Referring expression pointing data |
________________________

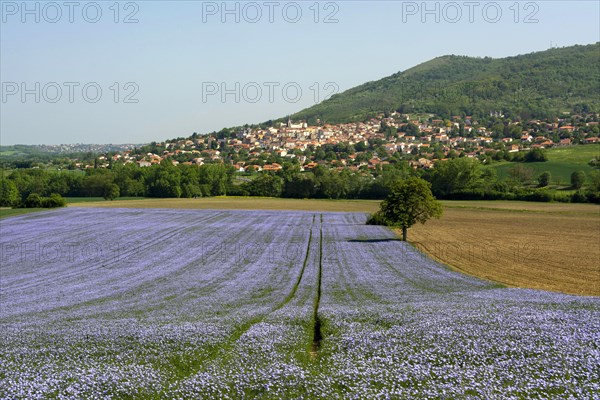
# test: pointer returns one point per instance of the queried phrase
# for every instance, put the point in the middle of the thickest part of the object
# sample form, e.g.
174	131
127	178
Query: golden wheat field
543	246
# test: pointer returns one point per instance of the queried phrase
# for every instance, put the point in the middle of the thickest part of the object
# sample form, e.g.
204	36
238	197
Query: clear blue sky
178	56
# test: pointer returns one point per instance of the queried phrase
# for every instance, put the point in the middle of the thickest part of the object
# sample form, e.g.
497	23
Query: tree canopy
410	201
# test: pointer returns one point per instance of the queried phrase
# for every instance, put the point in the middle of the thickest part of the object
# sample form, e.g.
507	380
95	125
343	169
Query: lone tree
410	201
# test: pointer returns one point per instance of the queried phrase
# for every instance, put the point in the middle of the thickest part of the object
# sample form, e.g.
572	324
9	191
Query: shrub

________________________

None of the pictures should be copied, but every record above must be returned exactly.

SOLUTION TO THIS PROBLEM |
# test: pointer returns one point per instance of the queried phrase
# for every instance, put the point in the middle of the thickest part of the object
# sample form, e.g.
174	131
127	178
Query: golden wheat field
543	246
# test: pointer returns one point per instance of the queried phrase
# for every instance, put the point in the middle of the thickest part of the object
# sample form, e.g.
204	36
238	197
Query: clear blue sky
178	56
# test: pointer returns one point per instance of the queried phrase
# for every instance, put the point in the middle of the thickest part of the object
# sample form, e.g.
497	23
Query: tree canopy
410	201
# test: pointer returns one point per instance of the queried phrase
# for every instance, put the point in the middle of the thickest part of the object
# sample form, e.g.
507	380
95	125
343	169
Query: lone tree
410	201
# test: pointer returns one point per instance of the queried phrase
# for every instance, put the point in the middle of the thickest part of the object
# sample form, e.g.
572	324
9	191
Query: shrub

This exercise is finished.